## What is being asked:
Word for word, and with pictures excluded, copy out all the records that follow.

## Data excerpts:
*** Begin section ***

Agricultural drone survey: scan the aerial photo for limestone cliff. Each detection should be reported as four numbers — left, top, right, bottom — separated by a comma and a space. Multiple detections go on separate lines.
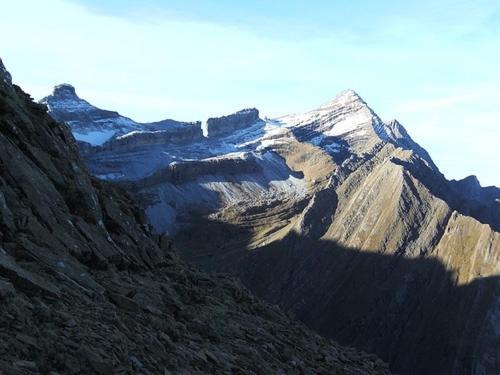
206, 108, 261, 137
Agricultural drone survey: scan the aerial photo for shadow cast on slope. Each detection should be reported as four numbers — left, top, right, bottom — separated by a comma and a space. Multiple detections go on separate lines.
175, 216, 500, 375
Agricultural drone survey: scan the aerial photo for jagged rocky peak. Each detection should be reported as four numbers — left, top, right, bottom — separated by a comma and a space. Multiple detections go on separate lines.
0, 57, 12, 87
459, 174, 481, 188
385, 119, 417, 144
40, 82, 121, 119
51, 83, 78, 99
318, 89, 367, 110
278, 89, 388, 154
450, 175, 482, 199
40, 83, 141, 145
206, 107, 261, 137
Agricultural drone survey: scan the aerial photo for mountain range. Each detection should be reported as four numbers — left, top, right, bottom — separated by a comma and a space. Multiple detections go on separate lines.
39, 79, 500, 374
1, 52, 497, 374
0, 57, 396, 374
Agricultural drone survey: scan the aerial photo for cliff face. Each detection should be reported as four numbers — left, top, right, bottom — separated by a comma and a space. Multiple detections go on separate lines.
84, 124, 204, 155
206, 108, 261, 137
127, 153, 261, 188
0, 58, 390, 374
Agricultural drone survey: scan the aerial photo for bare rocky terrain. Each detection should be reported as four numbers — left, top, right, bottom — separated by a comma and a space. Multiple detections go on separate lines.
40, 65, 500, 374
0, 58, 393, 374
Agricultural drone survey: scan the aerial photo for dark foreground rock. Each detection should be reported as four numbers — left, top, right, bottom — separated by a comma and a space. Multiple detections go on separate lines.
0, 58, 390, 374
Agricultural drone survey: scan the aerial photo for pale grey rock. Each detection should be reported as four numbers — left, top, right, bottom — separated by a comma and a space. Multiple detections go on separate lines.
206, 108, 261, 137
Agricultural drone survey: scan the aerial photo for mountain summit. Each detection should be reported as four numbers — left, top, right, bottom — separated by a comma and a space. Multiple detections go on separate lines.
317, 89, 366, 109
40, 84, 140, 144
52, 83, 78, 98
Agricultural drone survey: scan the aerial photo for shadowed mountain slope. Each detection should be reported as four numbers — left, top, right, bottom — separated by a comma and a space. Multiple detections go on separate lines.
175, 217, 500, 375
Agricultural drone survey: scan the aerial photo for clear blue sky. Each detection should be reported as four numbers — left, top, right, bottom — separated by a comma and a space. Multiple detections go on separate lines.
1, 0, 499, 186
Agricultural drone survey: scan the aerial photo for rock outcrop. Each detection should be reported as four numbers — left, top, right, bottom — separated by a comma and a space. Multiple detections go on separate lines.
0, 58, 391, 374
128, 153, 261, 188
450, 175, 500, 231
91, 124, 204, 154
206, 108, 261, 137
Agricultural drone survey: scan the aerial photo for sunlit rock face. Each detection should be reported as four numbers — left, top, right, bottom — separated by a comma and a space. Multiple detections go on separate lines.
42, 80, 500, 374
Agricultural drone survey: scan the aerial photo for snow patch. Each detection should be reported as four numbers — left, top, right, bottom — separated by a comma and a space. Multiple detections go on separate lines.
96, 172, 125, 180
73, 130, 116, 146
324, 111, 371, 136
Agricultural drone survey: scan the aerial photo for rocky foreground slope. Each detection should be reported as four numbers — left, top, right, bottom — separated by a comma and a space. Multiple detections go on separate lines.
0, 59, 392, 374
43, 77, 500, 374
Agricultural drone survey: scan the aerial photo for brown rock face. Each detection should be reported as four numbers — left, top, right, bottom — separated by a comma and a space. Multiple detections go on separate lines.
0, 60, 390, 373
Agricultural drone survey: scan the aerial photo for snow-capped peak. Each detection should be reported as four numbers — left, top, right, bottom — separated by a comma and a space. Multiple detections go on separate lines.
40, 83, 141, 145
277, 89, 377, 140
317, 89, 365, 110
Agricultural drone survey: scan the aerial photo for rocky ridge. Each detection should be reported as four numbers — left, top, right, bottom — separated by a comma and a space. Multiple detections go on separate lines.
0, 58, 391, 374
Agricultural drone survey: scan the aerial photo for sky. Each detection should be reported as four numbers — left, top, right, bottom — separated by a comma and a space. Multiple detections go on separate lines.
0, 0, 499, 186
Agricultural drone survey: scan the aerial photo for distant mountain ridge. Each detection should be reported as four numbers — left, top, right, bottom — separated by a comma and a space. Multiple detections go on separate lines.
40, 84, 203, 146
41, 80, 500, 374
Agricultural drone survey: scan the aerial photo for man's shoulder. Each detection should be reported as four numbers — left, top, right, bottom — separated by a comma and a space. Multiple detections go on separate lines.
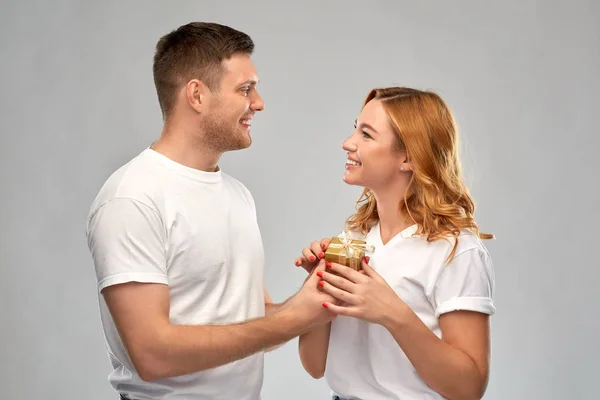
221, 171, 255, 206
88, 150, 166, 217
221, 171, 249, 191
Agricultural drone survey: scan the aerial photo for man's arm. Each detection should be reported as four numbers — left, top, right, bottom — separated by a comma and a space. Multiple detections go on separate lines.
264, 287, 284, 316
90, 199, 333, 380
103, 270, 332, 382
263, 287, 287, 352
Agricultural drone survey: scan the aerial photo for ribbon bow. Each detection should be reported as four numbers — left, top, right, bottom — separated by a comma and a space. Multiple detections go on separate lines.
329, 230, 375, 258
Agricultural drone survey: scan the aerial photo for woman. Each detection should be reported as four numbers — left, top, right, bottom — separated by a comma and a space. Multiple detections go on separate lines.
295, 87, 495, 400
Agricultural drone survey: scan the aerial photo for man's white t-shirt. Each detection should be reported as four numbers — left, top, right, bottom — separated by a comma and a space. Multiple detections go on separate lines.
86, 148, 266, 400
326, 223, 496, 400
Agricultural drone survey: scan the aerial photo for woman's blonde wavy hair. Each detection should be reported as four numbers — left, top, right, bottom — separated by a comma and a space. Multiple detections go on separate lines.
345, 87, 493, 262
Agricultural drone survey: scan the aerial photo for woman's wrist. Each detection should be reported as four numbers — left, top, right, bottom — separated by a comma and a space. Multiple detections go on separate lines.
381, 297, 413, 330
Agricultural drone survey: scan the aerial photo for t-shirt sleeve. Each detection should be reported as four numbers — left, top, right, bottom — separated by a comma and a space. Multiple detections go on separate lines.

*** End section ***

## Answer space:
Agricultural drone survey: scan the aerial photo for limestone cliff. Each detection should be reported as four numbers — left, top, right, bottom — separated by a comma and a space. Multiple detections go on separate lines.
206, 108, 261, 137
Agricultural drone survey: scan the aerial photo for shadow cast on slope. Each detection should be reported as four numbers — left, top, right, bottom — separated by a comma and a space. Multiple detections go on separate lines.
175, 216, 500, 375
Agricultural drone survey: scan the aerial photo for jagged rocky peak. Each detection should be reported as four numbers — left, top, right, bottom — separated by a comma and a space. Multiple detections go on separate lines.
0, 57, 12, 87
459, 174, 481, 188
385, 119, 417, 144
40, 82, 121, 119
51, 83, 78, 99
318, 89, 367, 110
278, 89, 388, 154
450, 175, 482, 199
40, 83, 141, 145
206, 107, 261, 137
Agricultural drone survey: scan the aerial photo for mountain range. Each detection should be reported as four numbers — left, top, right, bottom — separated by a comma and a space. Multiple detections go on separate lines.
39, 79, 500, 374
1, 52, 497, 374
0, 57, 396, 374
Agricultural drone survey: scan the aerial photo for cliff face. Each detection should be reported as four numbers — left, top, right, bottom — separated by a comma and a space. Multiple detections go on separate lines.
84, 124, 204, 155
206, 108, 261, 137
127, 153, 261, 188
0, 58, 390, 374
Agricultural drone survey: scan the aerial photo for bare rocky terrain. Each detection should be reported as four numbers — left, top, right, bottom — separated by a comma and a space. Multiple detections go on separate lines.
40, 65, 500, 374
0, 58, 393, 374
Agricultural drone survey: scan the aerial photo for dark foreground rock. Each detection should be reported as four numbers — left, top, right, bottom — separated by a comma and a space. Multiple detections go on separate lines.
0, 58, 390, 374
Agricultural drone survey: scan the aerial photo for pale grey rock. Each detection should be reported as four numbers — left, top, right, bottom — separated by a comma and a space. Multiple detections go on separate lines.
206, 108, 261, 137
Agricultural drone survey: scan the aerial photo for mountain summit. Each detection should be reported as four numbers — left, top, right, bottom — separated by a comma and a space. Multiple detections go on separate lines.
317, 89, 366, 109
40, 84, 140, 144
52, 83, 78, 98
Agricultural drone survey: scan the aerial photo for shadowed mountain slope. Each detection should be reported as four numbers — left, top, right, bottom — separated by a comma and a space. Multiple detections go on separate lines.
175, 217, 500, 375
Agricultural drone survey: scan the aerial photo for clear blue sky. Each detection should be reported as four numbers — left, top, right, bottom — separated by a comma and a space. Multiple detections go on separate lines.
1, 0, 499, 186
Agricultural drone survey: scan the aerial photo for rock outcrop. Each detection should be reported as four numbers — left, top, right, bottom — separated by a comma and a space. Multiple detections go on separate lines.
0, 58, 391, 374
128, 153, 261, 188
450, 175, 500, 231
91, 124, 204, 154
206, 108, 261, 137
Agricultural drone survey: scan the aerial photo for sunlit rock face. Each detection should be reported as four numbers — left, top, right, bottom — separated by a comma and a space. Multiple detections go on separate lines.
42, 80, 500, 374
Agricultural drone survey: scan the aerial photo for snow patch. Each detection should be reported as four numbers — left, top, right, bottom — separated by a comma and a space. Multiple detections go on separate lines.
96, 172, 125, 180
73, 130, 116, 146
324, 111, 371, 136
Agricultural drone survey: scan the aerial photo for rocky foreground slope. Each detection should be reported as four numbers — left, top, right, bottom — separated by a comma and a space. Multiple detections go on separate lines.
0, 59, 392, 374
43, 77, 500, 374
Agricultural drone survey: scan the aerial photo for brown rock face. Each detection should be reported as four numbers — left, top, right, bottom — separated by a comma and a space. Multiple detections go on separate lines.
0, 60, 390, 373
Agricultural drone survey: scan the aerial photo for snow-capped peak. Each detection should be reported as four numbers — left, top, right, bottom — separated by a comma and a space. Multiple detections go on separate lines.
40, 83, 141, 145
277, 89, 377, 140
317, 89, 365, 110
Agricultural drone survey: scan the aerial photo for rocky ridge. Each detection should be reported as four numbers — left, top, right, bottom — separated by a comma and a space. Multiple detections go on separate lines.
0, 58, 391, 374
Agricultural drone survey: scan the aerial photo for sky. Each detection should be reported as four numbers — left, top, right, bottom — separated by a comma and a space. Multiple detections go on separate lines.
0, 0, 499, 186
Agricultural drone survey: scan the aerial photo for distant mountain ridge. Each detection should be reported as four numbers — left, top, right, bottom — separated by a comma and a space. Multiple detections go on separate lines.
40, 84, 203, 146
41, 80, 500, 374
Agricultural drone survey: scan the aerial photo for man's shoulder. Each detection should be reported as four numbers — left, top, right, bottom — separated by a comma and a space. Multiple detections go on separate lines.
221, 171, 255, 206
88, 150, 166, 217
221, 171, 249, 191
Agricultural drone survey: scan the aerial photo for man's arm. Each detection should be reported as four numbers — left, top, right, bottom — separated by a comma and a space. Multiple detections go on separate lines.
264, 287, 284, 316
90, 199, 333, 380
103, 270, 332, 382
263, 287, 287, 352
Agricultural drone survey: scan the aerial photo for ribbon bow. Each detection should be reported as four numbers — left, top, right, bottom — separated by a comma and a space. Multiple detections go on separate lines.
329, 230, 375, 258
Agricultural drone survey: scan the aerial photo for woman. Each detection should be reported as four numbers — left, top, right, bottom — separated by a comma and a space. Multiple detections go on separate lines.
295, 87, 495, 400
Agricultural drone survey: scan the aerial photo for man's white t-shirt. Each detection should be reported as four numbers — left, top, right, bottom — separated by a comma and a space. Multiple detections go on separate lines.
86, 148, 266, 400
326, 223, 496, 400
Agricultural drone survey: scan the aerial photo for woman's blonde wavy hair. Each detection should be reported as four numbers — left, top, right, bottom — separated by a comma and a space. Multiple detections go on separate lines.
345, 87, 493, 262
Agricultural drone survey: scan the aerial photo for woman's wrist. Each detection should be reported as four numbers — left, top, right, bottom — separated by a comma and a space. Multiple detections go on separate lines.
381, 297, 413, 330
Agricultural drone survey: scan the aerial photo for t-shirt sleeve. Each detection should be reported as four numbers — left, top, right, bottom — separated by a comma and a space. Multiple detections go on separate lines.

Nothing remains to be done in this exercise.